**To do**: Print all the records exactly as they stand.

**Material to process**:
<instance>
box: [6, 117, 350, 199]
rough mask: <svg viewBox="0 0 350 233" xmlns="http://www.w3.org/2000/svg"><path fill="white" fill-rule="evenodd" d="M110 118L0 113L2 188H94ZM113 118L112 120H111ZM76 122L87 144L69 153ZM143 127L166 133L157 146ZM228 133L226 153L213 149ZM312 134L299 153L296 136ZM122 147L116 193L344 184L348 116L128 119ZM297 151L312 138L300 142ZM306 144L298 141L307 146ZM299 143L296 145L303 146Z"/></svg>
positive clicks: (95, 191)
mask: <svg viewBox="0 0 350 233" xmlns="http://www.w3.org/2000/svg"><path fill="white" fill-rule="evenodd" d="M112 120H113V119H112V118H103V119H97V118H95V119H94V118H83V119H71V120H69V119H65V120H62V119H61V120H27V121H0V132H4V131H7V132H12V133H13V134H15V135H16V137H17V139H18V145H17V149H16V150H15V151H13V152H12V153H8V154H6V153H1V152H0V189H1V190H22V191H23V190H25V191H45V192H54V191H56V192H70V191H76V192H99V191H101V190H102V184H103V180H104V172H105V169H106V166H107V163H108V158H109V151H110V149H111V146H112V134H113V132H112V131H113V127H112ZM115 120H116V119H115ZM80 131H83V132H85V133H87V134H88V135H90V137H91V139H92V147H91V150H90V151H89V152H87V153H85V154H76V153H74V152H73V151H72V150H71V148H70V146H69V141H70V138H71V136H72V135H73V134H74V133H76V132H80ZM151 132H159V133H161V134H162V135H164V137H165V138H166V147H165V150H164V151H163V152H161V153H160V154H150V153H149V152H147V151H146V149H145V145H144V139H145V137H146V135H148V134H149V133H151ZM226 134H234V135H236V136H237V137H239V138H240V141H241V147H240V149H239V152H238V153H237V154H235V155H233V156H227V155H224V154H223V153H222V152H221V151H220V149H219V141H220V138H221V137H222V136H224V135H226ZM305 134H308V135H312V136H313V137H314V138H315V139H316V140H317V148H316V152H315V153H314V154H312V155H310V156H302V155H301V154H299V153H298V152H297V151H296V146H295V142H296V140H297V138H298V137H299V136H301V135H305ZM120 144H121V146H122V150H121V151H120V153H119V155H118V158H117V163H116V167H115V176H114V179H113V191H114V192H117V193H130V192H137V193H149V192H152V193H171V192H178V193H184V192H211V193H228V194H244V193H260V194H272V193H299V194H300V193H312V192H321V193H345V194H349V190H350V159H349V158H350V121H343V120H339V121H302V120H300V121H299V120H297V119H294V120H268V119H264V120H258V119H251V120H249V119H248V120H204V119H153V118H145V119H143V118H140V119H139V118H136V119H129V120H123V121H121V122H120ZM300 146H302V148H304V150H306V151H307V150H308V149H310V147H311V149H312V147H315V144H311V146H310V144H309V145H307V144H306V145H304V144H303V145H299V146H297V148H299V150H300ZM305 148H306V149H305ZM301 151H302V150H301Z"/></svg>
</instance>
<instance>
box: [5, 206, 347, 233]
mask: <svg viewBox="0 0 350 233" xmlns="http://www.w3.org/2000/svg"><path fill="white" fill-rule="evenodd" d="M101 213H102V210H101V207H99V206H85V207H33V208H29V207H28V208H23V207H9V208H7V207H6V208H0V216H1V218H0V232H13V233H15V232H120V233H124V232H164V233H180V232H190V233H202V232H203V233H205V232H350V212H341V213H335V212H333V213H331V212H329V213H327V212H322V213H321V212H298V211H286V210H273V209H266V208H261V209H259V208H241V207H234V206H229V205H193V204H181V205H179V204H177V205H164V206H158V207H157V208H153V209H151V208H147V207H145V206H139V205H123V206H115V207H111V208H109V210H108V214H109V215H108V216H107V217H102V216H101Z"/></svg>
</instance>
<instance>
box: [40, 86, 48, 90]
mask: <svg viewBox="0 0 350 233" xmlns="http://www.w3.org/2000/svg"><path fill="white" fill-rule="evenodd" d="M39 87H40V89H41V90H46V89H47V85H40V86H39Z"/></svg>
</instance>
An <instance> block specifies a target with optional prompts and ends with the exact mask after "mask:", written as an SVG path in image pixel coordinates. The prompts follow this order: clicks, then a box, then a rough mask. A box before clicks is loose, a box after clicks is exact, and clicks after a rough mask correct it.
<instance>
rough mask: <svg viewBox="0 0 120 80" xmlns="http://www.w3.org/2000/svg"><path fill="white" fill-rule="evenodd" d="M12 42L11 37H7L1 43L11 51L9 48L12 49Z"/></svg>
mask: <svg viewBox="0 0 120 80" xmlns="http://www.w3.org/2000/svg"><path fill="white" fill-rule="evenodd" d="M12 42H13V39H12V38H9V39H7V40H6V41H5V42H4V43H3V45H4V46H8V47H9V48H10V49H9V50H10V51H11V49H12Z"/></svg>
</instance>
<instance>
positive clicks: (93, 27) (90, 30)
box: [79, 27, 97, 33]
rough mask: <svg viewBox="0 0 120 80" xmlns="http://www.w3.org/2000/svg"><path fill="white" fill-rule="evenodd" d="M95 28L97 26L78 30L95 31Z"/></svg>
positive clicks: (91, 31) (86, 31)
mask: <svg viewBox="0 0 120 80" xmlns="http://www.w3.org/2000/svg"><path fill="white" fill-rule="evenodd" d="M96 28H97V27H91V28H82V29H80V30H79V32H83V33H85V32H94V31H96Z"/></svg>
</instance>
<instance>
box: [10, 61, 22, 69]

**Solution to the exercise**:
<instance>
box: [6, 117, 350, 199]
rough mask: <svg viewBox="0 0 350 233" xmlns="http://www.w3.org/2000/svg"><path fill="white" fill-rule="evenodd" d="M110 118L0 113L2 188H94ZM113 118L112 120H111ZM76 122L87 144L69 153ZM143 127L166 133L157 146ZM228 133L226 153L213 149ZM312 134L299 153L296 136ZM122 147L116 193L344 184L348 116L128 119ZM297 151L312 138L300 142ZM306 144L298 141L307 146ZM299 143L296 145L303 146Z"/></svg>
positive clicks: (95, 191)
mask: <svg viewBox="0 0 350 233" xmlns="http://www.w3.org/2000/svg"><path fill="white" fill-rule="evenodd" d="M112 120H113V119H112V118H103V119H97V118H95V119H94V118H83V119H71V120H69V119H65V120H62V119H61V120H27V121H0V132H4V131H7V132H12V133H13V134H15V135H16V137H17V139H18V145H17V149H16V150H15V151H13V152H12V153H8V154H6V153H1V152H0V189H1V190H22V191H23V190H25V191H45V192H54V191H56V192H70V191H76V192H99V191H101V190H102V184H103V180H104V172H105V169H106V166H107V163H108V158H109V151H110V149H111V146H112V134H113V132H112V131H113V127H112ZM115 120H116V119H115ZM80 131H83V132H85V133H87V134H88V135H90V137H91V139H92V147H91V150H90V151H89V152H87V153H85V154H76V153H74V152H73V151H72V150H71V148H70V146H69V141H70V138H71V136H72V135H73V134H74V133H76V132H80ZM151 132H159V133H161V134H162V135H164V137H165V138H166V147H165V150H164V151H163V152H161V153H160V154H150V153H149V152H147V151H146V149H145V145H144V139H145V137H146V135H148V134H149V133H151ZM226 134H234V135H236V136H237V137H239V138H240V141H241V147H240V149H239V152H238V153H237V154H235V155H233V156H227V155H224V154H223V153H222V152H221V151H220V149H219V141H220V138H221V137H222V136H224V135H226ZM305 134H308V135H312V136H313V137H314V138H315V139H316V140H317V148H316V152H315V153H314V154H312V155H310V156H302V155H301V154H299V153H298V152H297V151H296V146H295V142H296V140H297V138H298V137H299V136H301V135H305ZM120 144H121V146H122V150H121V151H120V153H119V155H118V158H117V163H116V167H115V176H114V179H113V191H114V192H117V193H130V192H137V193H149V192H152V193H171V192H178V193H184V192H211V193H228V194H244V193H260V194H272V193H299V194H300V193H312V192H321V193H345V194H349V190H350V159H349V158H350V121H343V120H339V121H302V120H300V121H299V120H297V119H294V120H268V119H264V120H258V119H251V120H249V119H248V120H204V119H153V118H145V119H143V118H140V119H139V118H136V119H129V120H123V121H121V122H120ZM300 146H302V148H304V150H306V151H307V150H308V149H310V147H311V149H312V147H315V144H311V146H310V144H309V145H307V144H306V145H304V144H303V145H299V146H297V148H299V150H300ZM305 148H306V149H305ZM301 151H302V150H301Z"/></svg>
</instance>
<instance>
box: [5, 206, 347, 233]
mask: <svg viewBox="0 0 350 233" xmlns="http://www.w3.org/2000/svg"><path fill="white" fill-rule="evenodd" d="M101 213H102V210H101V207H99V206H85V207H33V208H29V207H28V208H23V207H9V208H7V207H6V208H0V216H1V218H0V232H13V233H15V232H120V233H124V232H164V233H180V232H190V233H202V232H203V233H205V232H350V212H341V213H335V212H333V213H331V212H329V213H327V212H322V213H321V212H298V211H286V210H273V209H266V208H261V209H259V208H241V207H234V206H229V205H193V204H181V205H179V204H177V205H164V206H158V207H157V208H153V209H151V208H147V207H145V206H139V205H123V206H115V207H111V208H109V210H108V214H109V215H108V216H107V217H102V216H101Z"/></svg>
</instance>
<instance>
box: [40, 86, 48, 90]
mask: <svg viewBox="0 0 350 233" xmlns="http://www.w3.org/2000/svg"><path fill="white" fill-rule="evenodd" d="M39 87H40V89H41V90H46V89H47V85H40V86H39Z"/></svg>
</instance>
An <instance> block specifies a target with optional prompts and ends with the exact mask after "mask:", written as an SVG path in image pixel coordinates. The prompts follow this order: clicks, then a box, then a rough mask. A box before clicks is loose, a box after clicks is exact, and clicks after a rough mask correct it.
<instance>
rough mask: <svg viewBox="0 0 120 80" xmlns="http://www.w3.org/2000/svg"><path fill="white" fill-rule="evenodd" d="M12 42L11 37H7L1 43L11 51L9 48L12 49Z"/></svg>
mask: <svg viewBox="0 0 120 80" xmlns="http://www.w3.org/2000/svg"><path fill="white" fill-rule="evenodd" d="M12 42H13V39H12V38H9V39H7V40H6V41H5V42H4V43H3V45H4V46H8V47H9V48H10V49H9V50H10V51H11V49H12Z"/></svg>
</instance>
<instance>
positive clicks: (93, 27) (90, 30)
box: [79, 27, 97, 33]
rough mask: <svg viewBox="0 0 120 80" xmlns="http://www.w3.org/2000/svg"><path fill="white" fill-rule="evenodd" d="M95 28L97 26L78 30L95 31Z"/></svg>
positive clicks: (91, 31) (86, 31)
mask: <svg viewBox="0 0 120 80" xmlns="http://www.w3.org/2000/svg"><path fill="white" fill-rule="evenodd" d="M96 28H97V27H91V28H82V29H80V30H79V32H83V33H85V32H94V31H96Z"/></svg>
</instance>
<instance>
box: [10, 61, 22, 69]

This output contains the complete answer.